# New Rear



## GTO JUDGE (May 14, 2005)

Happy happy JOY JOY ..... NEW rear end ready to go in. 3:55 posi. Out with the 4:10's.


----------



## 05GTO (Oct 6, 2004)

GTO JUDGE said:


> Happy happy JOY JOY ..... NEW rear end ready to go in. 3:55 posi. Out with the 4:10's.


arty:


----------



## 68greengoat (Sep 15, 2005)

Nice rearend....:lol:


----------



## jetstang (Nov 5, 2008)

That will really help it on the highway, bring the Rs down some. Nice looking rear ya got there..


----------



## GTO JUDGE (May 14, 2005)

My speedo now is off by 12-13mph at 60-65mph. That's with a 43 tooth gear I installed a year ago. (was 18mph off with the OEM one) Tachs at 3K at about 65mph. Ordered a 45 tooth speedo gear. Calculations say I should be off about 2.5-5mph or so at 60mph. Hopefully taching at 2700 or so at 65mph. OEM wheels were 14x6 I have 14x7 on it which adds to the % off. This will be close enough I can handle a 5% difference the 30% was putting a lot of undriven miles on the odometer. Everything should be smoother with the new rear.


----------



## geeteeohguy (Feb 2, 2008)

Judge, great move. You'll be able to go FASTER, go FURTHER, for less MONEY! I never understood why people think a big ol' Pontiac engine needs a low gear to make it go! 3.55 is an excellent gear for head-snapping around town, and you can actually go down the hiway with it too.


----------



## 68GTO4004Spd (Jun 19, 2008)

GTOJUDGE how do you calculate the speedo gear that you will need? Can you post the math?


----------



## GTO JUDGE (May 14, 2005)

68GTO4004Spd said:


> GTOJUDGE how do you calculate the speedo gear that you will need? Can you post the math?


Here is a link I have that shows the gears and a formula. Speedometer Gear, Speedometer Gears, Ford, GM, Dodge 700R4

Part way down you'll see : Speedometer Calculator click here with a odometer going fast... this will open up to a calculator that will do the calculations for you.

I had a guy there help me out when I called. I will see exactly how far off I am with the driven gear and if its minimal I will live with it. If I want it exact I will have to go a step further and install a drive gear.


----------



## GTO JUDGE (May 14, 2005)

geeteeohguy said:


> Judge, great move. You'll be able to go FASTER, go FURTHER, for less MONEY! I never understood why people think a big ol' Pontiac engine needs a low gear to make it go! 3.55 is an excellent gear for head-snapping around town, and you can actually go down the hiway with it too.

PROBLEM A: Tally the lines in the listing below that contain the string "patio" and reply with the number only.

Pointing and labeling entries:
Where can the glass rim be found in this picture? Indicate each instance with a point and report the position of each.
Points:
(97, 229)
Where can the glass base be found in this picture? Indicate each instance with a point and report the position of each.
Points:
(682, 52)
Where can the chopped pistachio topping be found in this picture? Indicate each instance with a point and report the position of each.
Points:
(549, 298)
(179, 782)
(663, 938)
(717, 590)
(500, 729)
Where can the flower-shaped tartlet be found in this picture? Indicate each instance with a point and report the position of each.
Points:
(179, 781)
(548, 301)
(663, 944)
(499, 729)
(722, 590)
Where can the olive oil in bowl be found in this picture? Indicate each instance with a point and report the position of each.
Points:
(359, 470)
--
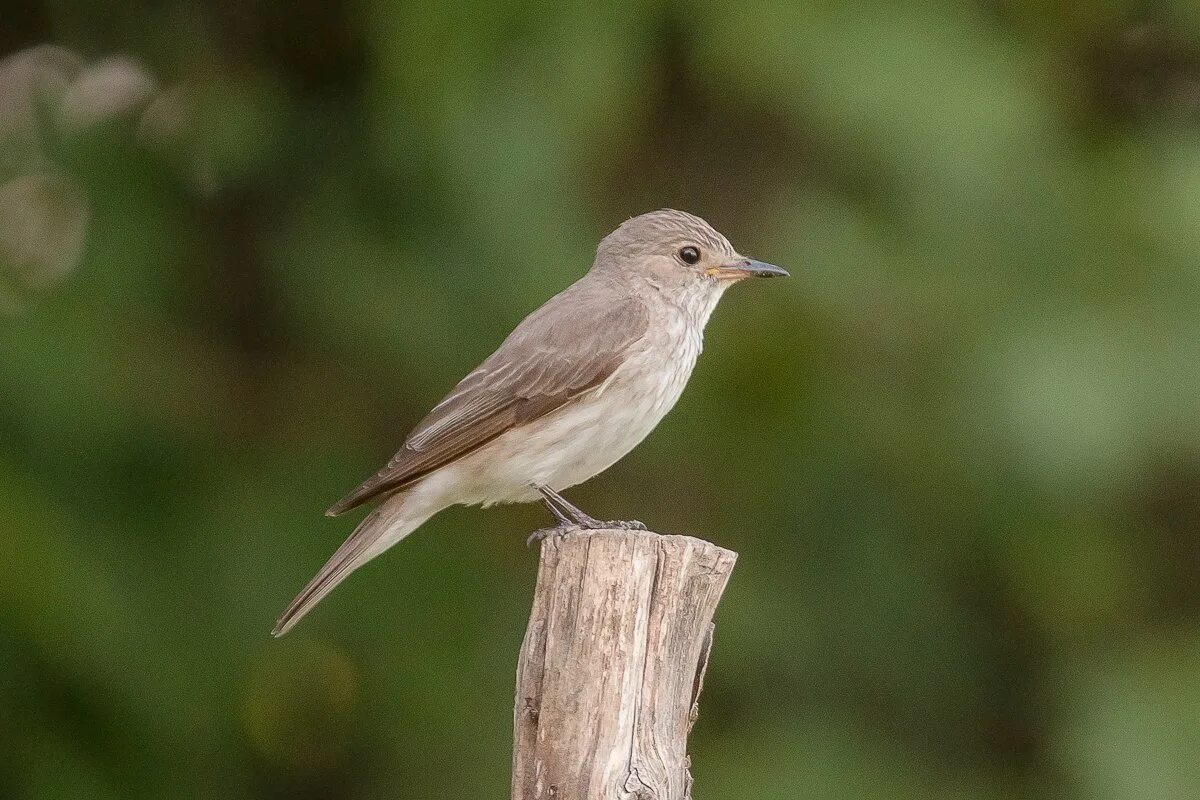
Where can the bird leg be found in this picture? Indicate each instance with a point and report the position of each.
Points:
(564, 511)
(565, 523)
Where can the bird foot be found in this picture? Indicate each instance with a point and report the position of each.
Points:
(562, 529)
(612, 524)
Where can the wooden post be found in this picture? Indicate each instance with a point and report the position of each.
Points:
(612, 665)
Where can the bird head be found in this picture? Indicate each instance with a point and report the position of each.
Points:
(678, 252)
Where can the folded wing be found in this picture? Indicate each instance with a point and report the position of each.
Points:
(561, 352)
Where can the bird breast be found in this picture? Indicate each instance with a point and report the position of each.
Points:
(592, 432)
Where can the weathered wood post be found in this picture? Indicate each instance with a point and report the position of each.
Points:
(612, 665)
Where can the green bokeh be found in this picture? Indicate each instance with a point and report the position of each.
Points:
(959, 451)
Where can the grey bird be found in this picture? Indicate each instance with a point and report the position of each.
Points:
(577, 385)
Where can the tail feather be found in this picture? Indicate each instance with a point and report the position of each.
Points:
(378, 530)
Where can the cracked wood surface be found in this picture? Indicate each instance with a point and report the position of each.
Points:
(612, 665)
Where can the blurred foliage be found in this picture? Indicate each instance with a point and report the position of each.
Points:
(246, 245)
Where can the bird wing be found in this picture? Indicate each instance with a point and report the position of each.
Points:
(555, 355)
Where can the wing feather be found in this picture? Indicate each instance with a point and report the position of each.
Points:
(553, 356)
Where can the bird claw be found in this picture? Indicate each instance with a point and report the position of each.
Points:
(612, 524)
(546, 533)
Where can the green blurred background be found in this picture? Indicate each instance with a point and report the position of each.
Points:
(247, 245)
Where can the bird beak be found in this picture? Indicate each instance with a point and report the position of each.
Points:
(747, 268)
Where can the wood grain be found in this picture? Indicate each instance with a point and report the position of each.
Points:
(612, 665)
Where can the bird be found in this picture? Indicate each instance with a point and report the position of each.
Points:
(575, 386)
==
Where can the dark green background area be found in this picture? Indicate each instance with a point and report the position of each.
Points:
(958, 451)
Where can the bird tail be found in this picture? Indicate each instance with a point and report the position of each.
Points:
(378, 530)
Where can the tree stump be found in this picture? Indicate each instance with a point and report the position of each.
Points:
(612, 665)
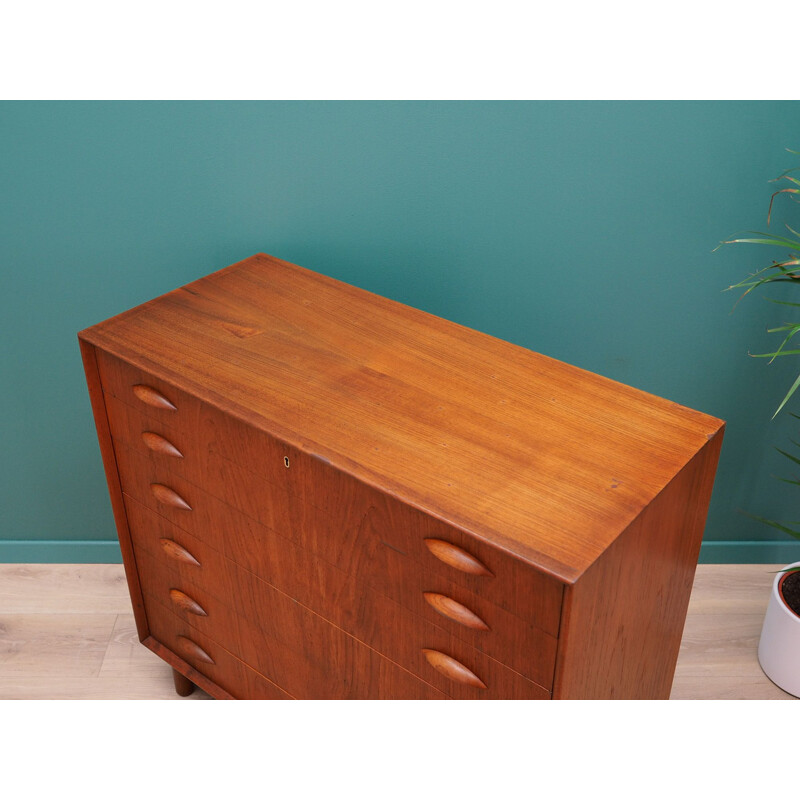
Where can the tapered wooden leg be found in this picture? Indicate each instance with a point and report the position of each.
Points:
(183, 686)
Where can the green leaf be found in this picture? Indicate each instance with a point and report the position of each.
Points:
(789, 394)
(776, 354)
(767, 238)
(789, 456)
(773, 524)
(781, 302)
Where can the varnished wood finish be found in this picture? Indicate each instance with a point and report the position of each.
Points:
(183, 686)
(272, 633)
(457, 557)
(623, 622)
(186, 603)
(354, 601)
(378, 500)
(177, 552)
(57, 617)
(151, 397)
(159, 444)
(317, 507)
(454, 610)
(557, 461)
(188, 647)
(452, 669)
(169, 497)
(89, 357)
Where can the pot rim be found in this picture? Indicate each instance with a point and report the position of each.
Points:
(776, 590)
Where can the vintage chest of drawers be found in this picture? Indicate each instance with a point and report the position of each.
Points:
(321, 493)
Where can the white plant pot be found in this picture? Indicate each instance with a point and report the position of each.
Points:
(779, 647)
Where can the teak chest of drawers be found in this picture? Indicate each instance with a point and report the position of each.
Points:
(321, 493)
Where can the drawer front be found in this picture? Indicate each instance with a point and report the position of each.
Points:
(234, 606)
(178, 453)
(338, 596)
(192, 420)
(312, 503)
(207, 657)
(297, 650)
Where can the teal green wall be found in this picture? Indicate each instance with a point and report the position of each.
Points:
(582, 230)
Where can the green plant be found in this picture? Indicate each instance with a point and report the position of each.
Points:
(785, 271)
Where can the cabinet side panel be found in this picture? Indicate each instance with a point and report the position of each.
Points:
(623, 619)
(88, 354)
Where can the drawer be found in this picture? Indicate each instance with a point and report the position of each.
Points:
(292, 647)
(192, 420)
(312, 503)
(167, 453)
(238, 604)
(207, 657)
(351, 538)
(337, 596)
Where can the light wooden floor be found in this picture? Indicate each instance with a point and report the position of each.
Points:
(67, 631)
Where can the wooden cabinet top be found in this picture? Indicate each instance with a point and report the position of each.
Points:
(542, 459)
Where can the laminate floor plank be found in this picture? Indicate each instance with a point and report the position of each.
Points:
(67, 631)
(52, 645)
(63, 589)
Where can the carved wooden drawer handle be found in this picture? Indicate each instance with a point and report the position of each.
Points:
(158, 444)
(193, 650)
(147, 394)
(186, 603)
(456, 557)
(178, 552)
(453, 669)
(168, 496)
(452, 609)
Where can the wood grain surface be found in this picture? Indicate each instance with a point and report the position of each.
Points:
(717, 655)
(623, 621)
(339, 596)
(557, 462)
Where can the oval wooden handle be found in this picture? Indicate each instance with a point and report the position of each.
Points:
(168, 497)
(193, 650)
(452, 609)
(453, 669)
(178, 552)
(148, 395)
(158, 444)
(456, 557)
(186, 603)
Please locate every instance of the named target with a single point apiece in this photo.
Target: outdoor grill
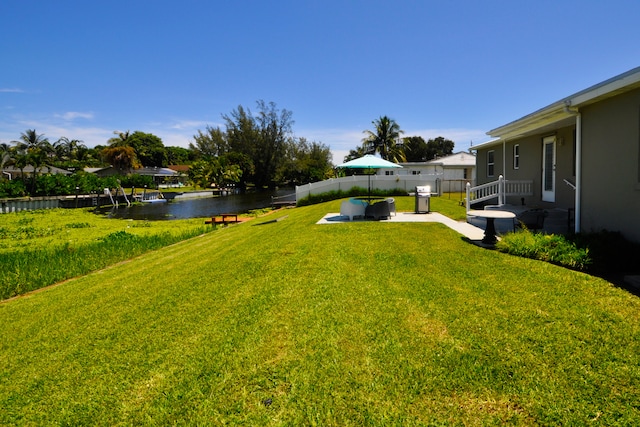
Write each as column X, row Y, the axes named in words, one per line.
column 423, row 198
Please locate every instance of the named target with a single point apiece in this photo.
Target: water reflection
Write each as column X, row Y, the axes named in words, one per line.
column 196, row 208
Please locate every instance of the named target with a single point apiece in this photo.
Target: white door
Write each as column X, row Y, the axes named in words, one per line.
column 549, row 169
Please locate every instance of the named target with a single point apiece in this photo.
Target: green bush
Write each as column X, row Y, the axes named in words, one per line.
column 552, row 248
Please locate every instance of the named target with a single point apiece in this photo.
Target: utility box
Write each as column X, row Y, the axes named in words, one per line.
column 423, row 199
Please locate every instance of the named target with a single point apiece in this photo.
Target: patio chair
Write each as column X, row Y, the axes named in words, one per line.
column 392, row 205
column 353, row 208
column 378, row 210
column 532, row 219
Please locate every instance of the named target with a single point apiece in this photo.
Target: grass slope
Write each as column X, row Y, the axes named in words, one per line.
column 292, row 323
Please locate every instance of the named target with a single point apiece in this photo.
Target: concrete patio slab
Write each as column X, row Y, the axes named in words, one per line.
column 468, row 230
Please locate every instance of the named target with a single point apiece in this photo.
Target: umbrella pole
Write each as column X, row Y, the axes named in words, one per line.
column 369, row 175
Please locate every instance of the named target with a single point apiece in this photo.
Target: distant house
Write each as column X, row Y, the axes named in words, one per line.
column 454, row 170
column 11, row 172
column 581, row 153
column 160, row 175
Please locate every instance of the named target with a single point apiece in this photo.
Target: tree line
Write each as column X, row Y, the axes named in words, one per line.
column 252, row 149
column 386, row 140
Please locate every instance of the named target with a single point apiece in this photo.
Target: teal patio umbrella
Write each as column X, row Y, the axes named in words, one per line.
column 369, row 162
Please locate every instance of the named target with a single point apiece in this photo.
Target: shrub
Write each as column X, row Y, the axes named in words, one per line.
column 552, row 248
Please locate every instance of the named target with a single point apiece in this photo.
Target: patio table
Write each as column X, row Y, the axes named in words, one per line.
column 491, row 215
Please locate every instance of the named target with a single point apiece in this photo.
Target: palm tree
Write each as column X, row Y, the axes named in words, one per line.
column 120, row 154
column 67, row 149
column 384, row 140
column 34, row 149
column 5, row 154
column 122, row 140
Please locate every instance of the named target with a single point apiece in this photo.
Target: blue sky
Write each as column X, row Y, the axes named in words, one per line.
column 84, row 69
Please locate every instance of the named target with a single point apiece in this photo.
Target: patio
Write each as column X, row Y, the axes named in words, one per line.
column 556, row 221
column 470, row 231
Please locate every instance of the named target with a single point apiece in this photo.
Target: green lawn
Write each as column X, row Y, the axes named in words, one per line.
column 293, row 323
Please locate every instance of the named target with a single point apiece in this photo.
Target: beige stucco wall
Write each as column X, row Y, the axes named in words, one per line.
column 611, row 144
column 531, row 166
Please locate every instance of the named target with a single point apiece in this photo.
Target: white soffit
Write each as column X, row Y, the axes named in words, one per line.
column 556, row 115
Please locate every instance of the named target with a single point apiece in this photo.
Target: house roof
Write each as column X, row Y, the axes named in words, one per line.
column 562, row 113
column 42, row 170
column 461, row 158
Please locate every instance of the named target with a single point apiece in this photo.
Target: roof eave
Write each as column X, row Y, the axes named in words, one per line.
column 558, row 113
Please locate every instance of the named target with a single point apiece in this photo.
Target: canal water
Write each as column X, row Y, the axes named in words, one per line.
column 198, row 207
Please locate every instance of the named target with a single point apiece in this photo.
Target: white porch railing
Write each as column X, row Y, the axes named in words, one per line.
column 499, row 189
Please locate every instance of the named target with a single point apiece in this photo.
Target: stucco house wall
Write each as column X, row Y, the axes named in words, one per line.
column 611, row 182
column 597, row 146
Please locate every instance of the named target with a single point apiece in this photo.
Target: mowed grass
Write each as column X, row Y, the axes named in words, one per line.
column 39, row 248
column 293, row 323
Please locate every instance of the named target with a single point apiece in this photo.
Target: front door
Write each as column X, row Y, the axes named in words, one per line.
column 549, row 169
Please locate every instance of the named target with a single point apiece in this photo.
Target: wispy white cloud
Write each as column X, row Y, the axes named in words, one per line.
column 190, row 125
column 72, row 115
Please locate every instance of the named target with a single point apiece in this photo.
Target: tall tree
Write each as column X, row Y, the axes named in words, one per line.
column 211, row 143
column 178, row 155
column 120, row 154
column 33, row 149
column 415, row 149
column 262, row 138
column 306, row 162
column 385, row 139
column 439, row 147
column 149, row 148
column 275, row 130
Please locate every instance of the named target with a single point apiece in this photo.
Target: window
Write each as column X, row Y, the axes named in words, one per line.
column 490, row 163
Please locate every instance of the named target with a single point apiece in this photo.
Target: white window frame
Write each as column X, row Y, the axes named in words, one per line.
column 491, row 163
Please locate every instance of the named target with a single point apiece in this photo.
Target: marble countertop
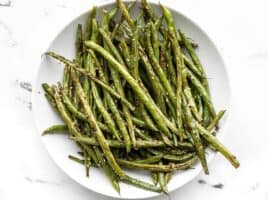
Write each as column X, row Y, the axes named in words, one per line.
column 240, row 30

PROBLEM B: Reproduce everything in the GTO rear end thread from "I had a guy" down to "a drive gear.".

RIGHT ANSWER A: 5

RIGHT ANSWER B:
I had a guy there help me out when I called. I will see exactly how far off I am with the driven gear and if its minimal I will live with it. If I want it exact I will have to go a step further and install a drive gear.